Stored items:
>> start
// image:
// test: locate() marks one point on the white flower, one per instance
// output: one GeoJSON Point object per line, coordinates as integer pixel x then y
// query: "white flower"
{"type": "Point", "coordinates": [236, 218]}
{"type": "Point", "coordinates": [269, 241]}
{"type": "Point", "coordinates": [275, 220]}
>> end
Directive:
Edit the data above by replacing each occurrence of "white flower" with "white blossom" and leaving everything else unchanged.

Task solution:
// image:
// test: locate() marks one point on the white blossom, one per instance
// output: one GeoJSON Point object per line, coordinates as integer pixel x then y
// query: "white blossom"
{"type": "Point", "coordinates": [236, 218]}
{"type": "Point", "coordinates": [269, 241]}
{"type": "Point", "coordinates": [275, 220]}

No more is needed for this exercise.